# [Work instructions]
Copy out exactly the lines from the one containing "Target: white checkered square" to the end of the records below, both included, and nothing else.
═══ Excerpted records
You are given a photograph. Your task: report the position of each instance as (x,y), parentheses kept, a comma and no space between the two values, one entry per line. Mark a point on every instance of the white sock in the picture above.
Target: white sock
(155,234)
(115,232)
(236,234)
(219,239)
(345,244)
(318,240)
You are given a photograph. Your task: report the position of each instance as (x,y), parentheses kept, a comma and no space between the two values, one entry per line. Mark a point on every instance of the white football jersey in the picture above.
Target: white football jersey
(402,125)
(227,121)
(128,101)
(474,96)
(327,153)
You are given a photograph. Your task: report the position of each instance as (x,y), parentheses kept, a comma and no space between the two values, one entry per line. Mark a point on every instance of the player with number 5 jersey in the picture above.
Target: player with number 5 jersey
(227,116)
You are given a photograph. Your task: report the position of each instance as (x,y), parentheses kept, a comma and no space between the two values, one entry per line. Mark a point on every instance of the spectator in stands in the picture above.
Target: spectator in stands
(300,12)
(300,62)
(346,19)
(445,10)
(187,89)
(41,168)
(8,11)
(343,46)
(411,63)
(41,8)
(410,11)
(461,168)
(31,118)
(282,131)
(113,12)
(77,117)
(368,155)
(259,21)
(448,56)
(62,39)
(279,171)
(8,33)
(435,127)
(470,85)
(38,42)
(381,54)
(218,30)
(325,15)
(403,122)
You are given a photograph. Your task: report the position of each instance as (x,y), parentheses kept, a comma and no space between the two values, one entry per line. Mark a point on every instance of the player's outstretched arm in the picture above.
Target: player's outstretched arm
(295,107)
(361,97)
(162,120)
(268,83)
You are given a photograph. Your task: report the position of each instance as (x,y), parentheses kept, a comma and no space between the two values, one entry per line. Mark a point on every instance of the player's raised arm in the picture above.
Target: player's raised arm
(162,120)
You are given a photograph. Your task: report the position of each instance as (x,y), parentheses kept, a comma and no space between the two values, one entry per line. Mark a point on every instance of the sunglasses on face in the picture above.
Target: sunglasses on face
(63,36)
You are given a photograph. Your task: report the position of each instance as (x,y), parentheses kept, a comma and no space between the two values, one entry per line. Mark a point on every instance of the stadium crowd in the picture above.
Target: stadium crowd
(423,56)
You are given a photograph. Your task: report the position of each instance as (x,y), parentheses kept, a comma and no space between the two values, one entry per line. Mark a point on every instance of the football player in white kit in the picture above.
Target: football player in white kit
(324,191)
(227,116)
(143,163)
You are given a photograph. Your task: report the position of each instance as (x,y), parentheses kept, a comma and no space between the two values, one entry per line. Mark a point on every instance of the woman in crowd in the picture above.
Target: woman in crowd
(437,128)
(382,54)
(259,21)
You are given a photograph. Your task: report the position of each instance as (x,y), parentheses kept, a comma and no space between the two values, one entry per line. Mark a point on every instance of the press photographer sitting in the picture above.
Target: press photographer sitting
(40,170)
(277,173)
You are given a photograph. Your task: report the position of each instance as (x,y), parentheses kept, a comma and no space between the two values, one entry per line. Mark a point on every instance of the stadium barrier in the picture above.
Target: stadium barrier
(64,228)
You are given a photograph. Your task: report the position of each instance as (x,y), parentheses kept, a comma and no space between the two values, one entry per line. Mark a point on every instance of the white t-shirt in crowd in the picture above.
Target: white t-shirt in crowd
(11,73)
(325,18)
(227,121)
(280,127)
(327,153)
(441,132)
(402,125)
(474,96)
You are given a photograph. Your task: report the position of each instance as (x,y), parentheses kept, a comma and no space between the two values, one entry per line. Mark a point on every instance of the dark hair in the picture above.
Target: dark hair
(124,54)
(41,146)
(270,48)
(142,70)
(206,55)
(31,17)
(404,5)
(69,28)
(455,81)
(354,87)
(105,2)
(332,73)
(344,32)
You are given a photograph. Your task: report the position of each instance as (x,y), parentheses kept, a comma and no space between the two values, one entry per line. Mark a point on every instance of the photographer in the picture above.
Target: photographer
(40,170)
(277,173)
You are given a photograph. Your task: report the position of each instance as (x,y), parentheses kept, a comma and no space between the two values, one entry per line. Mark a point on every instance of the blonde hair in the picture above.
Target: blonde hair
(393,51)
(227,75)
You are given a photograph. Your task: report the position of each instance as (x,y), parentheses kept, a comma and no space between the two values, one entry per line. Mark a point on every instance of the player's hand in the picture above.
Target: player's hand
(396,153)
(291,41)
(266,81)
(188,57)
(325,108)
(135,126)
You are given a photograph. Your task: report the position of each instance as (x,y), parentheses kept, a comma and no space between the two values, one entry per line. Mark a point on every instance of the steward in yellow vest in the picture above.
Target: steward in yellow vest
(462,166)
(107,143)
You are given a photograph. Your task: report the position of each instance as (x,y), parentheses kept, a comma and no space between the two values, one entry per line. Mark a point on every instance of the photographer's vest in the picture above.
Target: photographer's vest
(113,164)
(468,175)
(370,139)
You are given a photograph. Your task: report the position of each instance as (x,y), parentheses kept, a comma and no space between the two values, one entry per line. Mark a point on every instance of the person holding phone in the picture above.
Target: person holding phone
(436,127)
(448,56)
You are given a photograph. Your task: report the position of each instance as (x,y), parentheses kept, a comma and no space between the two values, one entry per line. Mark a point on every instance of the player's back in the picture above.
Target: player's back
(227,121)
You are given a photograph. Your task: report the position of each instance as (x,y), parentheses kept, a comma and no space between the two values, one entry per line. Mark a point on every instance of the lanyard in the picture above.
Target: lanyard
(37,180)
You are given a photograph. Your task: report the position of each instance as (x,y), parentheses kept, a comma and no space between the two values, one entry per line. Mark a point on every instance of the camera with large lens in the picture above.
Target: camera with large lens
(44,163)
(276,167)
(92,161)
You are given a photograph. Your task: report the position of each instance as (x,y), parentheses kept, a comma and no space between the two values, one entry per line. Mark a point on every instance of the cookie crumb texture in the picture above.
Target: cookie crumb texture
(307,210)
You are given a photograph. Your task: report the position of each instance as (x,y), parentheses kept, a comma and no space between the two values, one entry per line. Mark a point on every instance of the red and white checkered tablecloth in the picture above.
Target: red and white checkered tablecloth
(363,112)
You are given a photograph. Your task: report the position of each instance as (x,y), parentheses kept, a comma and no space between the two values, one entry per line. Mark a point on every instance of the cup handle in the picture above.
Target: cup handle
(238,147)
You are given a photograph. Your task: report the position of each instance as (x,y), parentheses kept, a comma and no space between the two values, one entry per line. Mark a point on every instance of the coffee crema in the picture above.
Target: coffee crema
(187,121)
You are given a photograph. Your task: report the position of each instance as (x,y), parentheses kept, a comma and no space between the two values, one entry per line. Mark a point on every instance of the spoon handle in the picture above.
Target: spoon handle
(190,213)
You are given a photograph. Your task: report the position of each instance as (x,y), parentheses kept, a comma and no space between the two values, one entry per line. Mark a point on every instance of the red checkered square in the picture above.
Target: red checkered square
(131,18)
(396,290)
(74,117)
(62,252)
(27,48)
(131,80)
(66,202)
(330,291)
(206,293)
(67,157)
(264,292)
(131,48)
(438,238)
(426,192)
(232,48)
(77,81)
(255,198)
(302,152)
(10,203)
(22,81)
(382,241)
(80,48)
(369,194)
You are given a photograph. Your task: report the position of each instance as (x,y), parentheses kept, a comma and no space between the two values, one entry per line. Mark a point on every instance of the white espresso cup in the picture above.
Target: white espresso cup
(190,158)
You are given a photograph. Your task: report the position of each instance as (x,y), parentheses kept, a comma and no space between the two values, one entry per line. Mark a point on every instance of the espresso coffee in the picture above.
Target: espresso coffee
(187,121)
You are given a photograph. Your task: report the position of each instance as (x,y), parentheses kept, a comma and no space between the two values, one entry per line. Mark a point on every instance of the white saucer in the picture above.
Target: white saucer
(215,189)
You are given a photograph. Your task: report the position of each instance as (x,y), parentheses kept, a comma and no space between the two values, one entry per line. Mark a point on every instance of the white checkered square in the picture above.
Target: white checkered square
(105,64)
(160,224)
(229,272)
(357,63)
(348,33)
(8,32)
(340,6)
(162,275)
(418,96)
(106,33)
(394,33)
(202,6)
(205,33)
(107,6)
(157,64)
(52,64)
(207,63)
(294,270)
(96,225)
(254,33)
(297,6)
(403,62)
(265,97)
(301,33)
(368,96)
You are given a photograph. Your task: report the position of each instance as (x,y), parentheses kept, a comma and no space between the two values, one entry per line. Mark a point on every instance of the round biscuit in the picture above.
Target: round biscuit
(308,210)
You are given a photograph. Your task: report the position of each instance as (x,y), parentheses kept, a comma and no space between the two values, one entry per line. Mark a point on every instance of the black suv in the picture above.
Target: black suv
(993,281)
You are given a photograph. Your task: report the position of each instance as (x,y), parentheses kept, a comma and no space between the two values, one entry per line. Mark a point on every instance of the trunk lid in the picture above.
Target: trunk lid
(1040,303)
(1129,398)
══════
# [Result of the task]
Target: white checkered square
(105,64)
(160,224)
(229,272)
(357,63)
(348,33)
(8,32)
(340,6)
(162,275)
(418,96)
(106,33)
(394,33)
(202,6)
(205,33)
(107,6)
(157,64)
(52,64)
(207,63)
(294,270)
(96,225)
(254,33)
(297,6)
(403,62)
(265,97)
(301,33)
(368,96)
You are given a photograph. Your task: report the position of each instance as (x,y), parentheses kept, a comma and no space between the two values, one entry per line. Mark a point on every instance of the round biscuit in the picture above.
Target: round biscuit
(308,210)
You are given a photograph. Your task: report the position of each instance as (x,y), parentheses kept, a comma and no space between the two values, one entry per line. Mark a point on every instance of the black suv in the picture above.
Target: black suv
(993,281)
You are given a photograph. Your task: report the position of each instance as (x,y), parentheses kept, a comma and no space between the two values, one entry per line. Mark a point on every instance of the trunk lid in the picture above.
Target: trunk lid
(1040,303)
(1129,398)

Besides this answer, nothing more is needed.